GIVEN INSTRUCTION: Set down exactly the lines from the one containing "the stone block" through the end of the records below, both included, and nothing else.
——
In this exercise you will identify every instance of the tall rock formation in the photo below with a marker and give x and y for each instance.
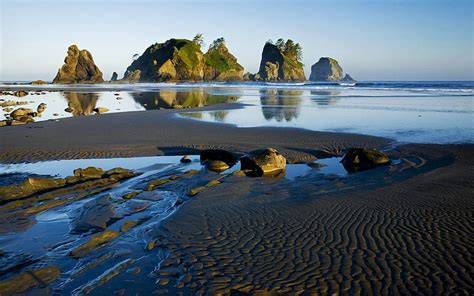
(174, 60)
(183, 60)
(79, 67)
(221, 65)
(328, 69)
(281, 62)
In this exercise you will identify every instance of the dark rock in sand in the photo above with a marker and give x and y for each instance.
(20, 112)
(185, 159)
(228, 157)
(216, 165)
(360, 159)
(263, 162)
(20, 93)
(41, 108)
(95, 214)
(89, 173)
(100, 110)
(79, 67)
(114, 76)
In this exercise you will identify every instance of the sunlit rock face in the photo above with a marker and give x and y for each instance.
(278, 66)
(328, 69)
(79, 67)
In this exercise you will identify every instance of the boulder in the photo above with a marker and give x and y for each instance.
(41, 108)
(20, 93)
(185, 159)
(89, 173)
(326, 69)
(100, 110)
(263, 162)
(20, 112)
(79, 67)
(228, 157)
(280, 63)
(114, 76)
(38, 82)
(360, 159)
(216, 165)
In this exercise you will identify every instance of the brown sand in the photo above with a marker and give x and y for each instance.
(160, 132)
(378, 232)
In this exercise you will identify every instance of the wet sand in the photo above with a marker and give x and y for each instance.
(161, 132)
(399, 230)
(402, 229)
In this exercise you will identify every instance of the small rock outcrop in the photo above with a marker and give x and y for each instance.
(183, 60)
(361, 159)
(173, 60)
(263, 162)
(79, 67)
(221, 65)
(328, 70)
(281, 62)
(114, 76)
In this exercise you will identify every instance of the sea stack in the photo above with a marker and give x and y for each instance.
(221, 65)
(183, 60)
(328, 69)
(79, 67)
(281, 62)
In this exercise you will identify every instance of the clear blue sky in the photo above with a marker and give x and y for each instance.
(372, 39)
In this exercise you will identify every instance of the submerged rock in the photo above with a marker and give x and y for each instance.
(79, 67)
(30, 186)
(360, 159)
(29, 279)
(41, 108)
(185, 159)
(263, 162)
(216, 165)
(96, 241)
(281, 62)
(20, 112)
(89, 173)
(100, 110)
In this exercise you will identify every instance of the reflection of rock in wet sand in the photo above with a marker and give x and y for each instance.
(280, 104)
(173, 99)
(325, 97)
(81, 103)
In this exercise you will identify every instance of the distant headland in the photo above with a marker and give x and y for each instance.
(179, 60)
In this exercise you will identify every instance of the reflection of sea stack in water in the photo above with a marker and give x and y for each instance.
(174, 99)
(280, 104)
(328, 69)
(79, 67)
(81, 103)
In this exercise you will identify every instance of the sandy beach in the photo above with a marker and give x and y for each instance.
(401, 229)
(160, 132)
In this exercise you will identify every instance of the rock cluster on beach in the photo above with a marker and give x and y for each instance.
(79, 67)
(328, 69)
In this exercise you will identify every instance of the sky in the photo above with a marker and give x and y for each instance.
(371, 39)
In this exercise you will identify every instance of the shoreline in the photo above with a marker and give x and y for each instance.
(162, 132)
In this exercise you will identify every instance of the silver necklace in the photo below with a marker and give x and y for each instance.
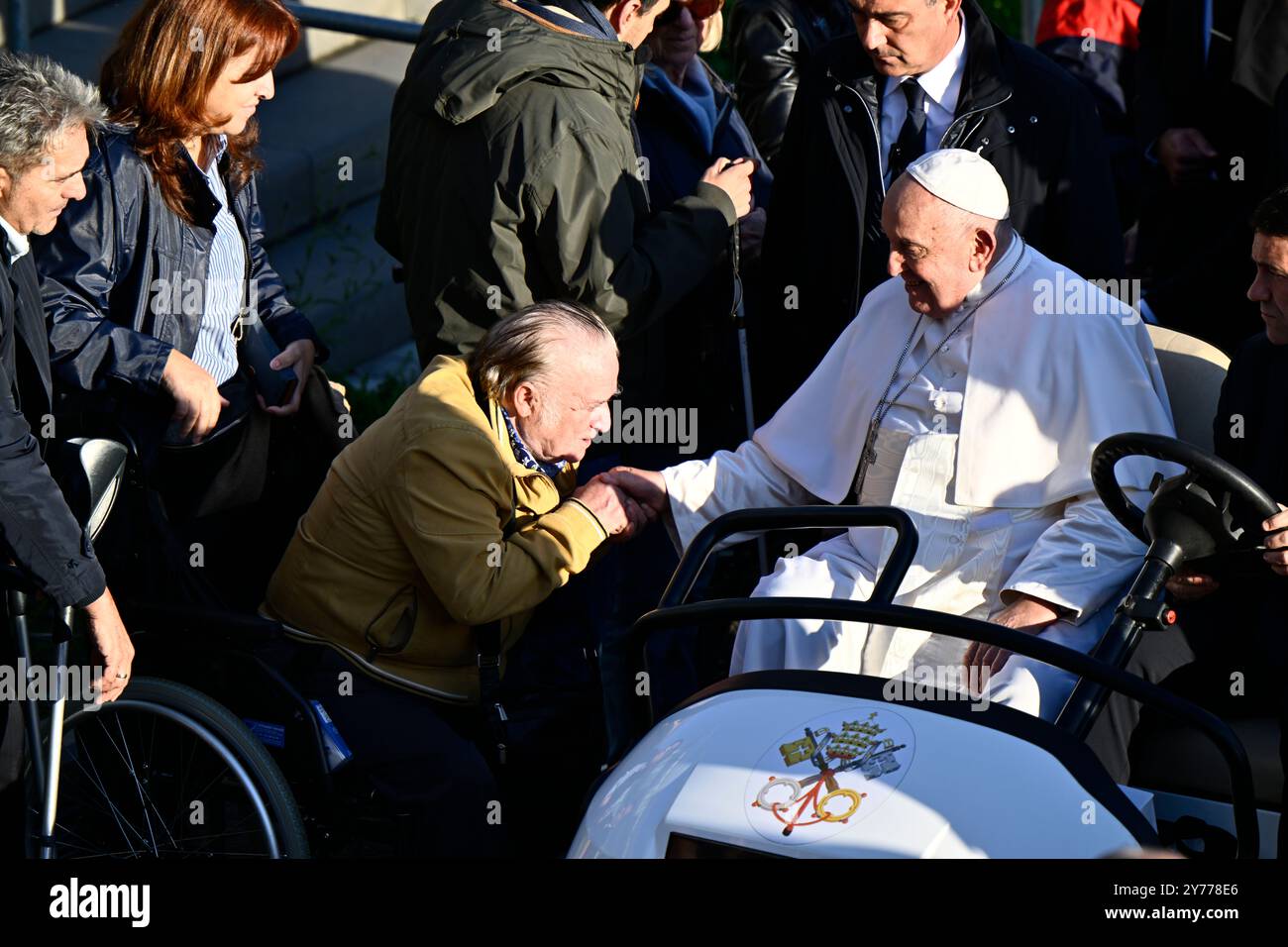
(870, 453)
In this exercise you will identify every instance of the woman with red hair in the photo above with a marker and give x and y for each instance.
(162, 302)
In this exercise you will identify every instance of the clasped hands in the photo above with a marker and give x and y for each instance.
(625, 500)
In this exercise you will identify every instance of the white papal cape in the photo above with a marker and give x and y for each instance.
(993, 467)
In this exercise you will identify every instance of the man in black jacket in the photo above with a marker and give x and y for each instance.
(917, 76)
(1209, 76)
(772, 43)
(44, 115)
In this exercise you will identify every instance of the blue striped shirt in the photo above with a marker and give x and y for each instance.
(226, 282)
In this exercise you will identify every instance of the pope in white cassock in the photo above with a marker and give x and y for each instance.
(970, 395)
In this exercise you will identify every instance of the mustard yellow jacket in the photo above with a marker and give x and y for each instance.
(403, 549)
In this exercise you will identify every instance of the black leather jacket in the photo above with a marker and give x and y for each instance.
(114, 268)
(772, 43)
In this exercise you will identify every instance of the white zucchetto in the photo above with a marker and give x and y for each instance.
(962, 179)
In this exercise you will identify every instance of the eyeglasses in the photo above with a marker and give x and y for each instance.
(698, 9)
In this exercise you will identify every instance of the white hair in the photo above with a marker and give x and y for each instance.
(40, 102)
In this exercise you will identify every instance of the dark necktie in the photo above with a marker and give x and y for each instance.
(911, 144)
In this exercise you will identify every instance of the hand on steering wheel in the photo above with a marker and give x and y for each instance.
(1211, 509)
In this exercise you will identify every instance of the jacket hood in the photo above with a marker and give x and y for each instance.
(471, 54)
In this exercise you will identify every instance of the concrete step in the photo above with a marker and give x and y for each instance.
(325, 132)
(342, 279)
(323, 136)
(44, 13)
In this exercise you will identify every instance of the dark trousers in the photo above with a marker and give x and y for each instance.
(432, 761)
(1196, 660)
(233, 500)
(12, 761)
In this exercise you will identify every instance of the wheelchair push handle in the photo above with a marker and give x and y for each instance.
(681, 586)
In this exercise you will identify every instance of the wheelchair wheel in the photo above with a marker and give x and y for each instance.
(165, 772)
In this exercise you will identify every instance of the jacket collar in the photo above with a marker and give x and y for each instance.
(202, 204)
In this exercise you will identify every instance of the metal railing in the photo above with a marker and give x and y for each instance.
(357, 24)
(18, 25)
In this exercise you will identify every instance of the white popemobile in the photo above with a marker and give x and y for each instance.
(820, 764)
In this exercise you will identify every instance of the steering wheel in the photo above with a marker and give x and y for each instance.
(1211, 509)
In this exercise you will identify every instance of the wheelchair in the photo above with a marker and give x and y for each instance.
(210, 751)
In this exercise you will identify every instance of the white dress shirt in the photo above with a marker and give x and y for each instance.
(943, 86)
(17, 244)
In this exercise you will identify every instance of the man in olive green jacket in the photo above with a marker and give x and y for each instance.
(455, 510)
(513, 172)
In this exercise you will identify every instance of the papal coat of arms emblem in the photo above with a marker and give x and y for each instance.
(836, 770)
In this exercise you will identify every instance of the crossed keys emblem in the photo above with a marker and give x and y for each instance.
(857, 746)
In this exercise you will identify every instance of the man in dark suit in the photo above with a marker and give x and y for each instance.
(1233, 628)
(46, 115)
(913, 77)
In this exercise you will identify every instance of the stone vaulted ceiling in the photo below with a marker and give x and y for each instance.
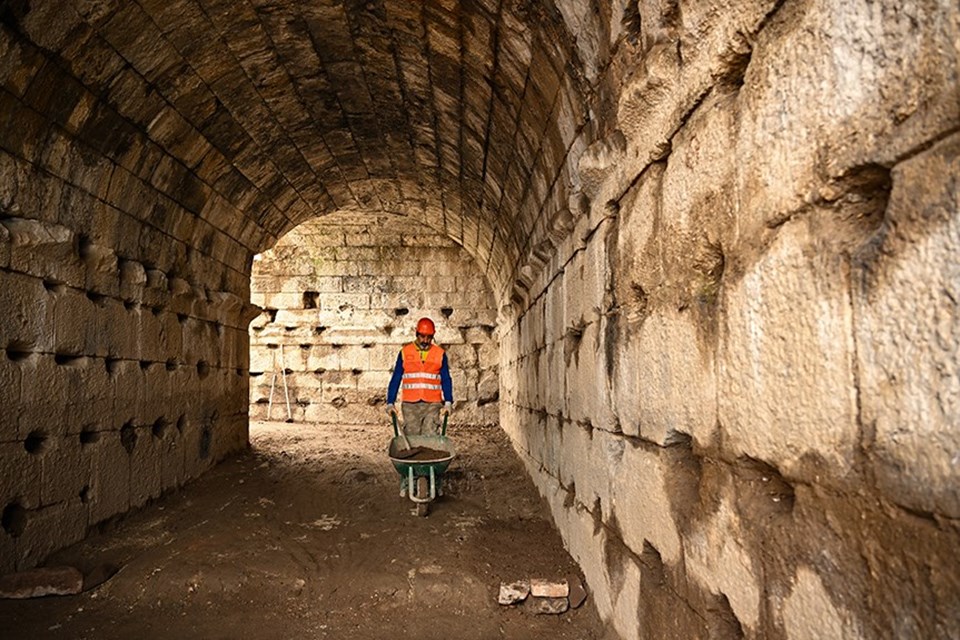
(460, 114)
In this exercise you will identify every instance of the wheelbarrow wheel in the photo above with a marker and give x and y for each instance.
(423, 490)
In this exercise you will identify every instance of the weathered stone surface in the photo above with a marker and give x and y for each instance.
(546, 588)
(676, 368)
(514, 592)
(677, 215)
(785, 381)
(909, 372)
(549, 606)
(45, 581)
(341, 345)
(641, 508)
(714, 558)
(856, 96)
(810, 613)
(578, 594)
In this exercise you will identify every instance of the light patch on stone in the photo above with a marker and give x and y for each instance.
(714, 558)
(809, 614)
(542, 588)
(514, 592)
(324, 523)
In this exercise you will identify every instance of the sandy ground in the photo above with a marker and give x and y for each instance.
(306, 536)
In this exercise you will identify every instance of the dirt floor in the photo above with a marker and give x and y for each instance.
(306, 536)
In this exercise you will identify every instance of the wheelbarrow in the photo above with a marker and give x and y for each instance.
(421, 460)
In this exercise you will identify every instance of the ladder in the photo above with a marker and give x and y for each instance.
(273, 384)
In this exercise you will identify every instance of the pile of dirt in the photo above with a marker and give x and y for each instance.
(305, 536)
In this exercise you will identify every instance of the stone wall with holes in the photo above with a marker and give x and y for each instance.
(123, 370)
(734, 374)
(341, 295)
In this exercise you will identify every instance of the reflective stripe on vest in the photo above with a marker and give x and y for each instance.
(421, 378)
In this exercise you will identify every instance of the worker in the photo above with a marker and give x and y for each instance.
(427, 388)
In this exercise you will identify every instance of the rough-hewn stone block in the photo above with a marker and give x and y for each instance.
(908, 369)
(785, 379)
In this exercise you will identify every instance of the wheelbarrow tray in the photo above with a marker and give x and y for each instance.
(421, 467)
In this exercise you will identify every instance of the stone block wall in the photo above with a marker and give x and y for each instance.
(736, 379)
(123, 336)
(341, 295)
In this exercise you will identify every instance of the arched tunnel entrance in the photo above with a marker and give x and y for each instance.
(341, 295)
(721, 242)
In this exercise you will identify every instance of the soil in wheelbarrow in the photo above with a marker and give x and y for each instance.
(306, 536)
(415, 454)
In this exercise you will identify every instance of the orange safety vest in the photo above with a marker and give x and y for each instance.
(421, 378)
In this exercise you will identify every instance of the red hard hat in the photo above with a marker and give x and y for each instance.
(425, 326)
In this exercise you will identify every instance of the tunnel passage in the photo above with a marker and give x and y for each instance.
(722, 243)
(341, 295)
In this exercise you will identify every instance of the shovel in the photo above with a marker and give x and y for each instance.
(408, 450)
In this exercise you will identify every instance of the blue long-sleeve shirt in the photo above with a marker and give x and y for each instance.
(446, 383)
——
WRITTEN RESPONSE:
In this exercise you will identify every instance of the stone block wall in the photo above with a marker and give x and y for each instance.
(736, 379)
(123, 336)
(341, 295)
In this exercise you will identify every instance of the arched tunnel entrance in the photo above with a marker and give x and y for each instance.
(341, 295)
(721, 242)
In this exercise you will identify every instance of the soil in wheelbarrow in the photo above with a marker and give x and y for each instance.
(306, 536)
(415, 454)
In this exercise you will identify every instance of the orange safety vest in the photo above with a marker and give x and y for each instance.
(421, 378)
In this exercise you will identify every instance of the red hard hat in the photo above with a marker and give x and y for each instance.
(425, 326)
In this exercise you will identify every instance of the tunnel passage in the photo above with a marker and give x and y for each instance.
(722, 243)
(341, 295)
In this exercise you will identify every instance of the shovel in the photo above with a marker and give x and y for each instance.
(408, 450)
In this exercise you will identify every instance of the blue long-sleeve shirt in the photo above with a marker and give x and y for each instance.
(446, 383)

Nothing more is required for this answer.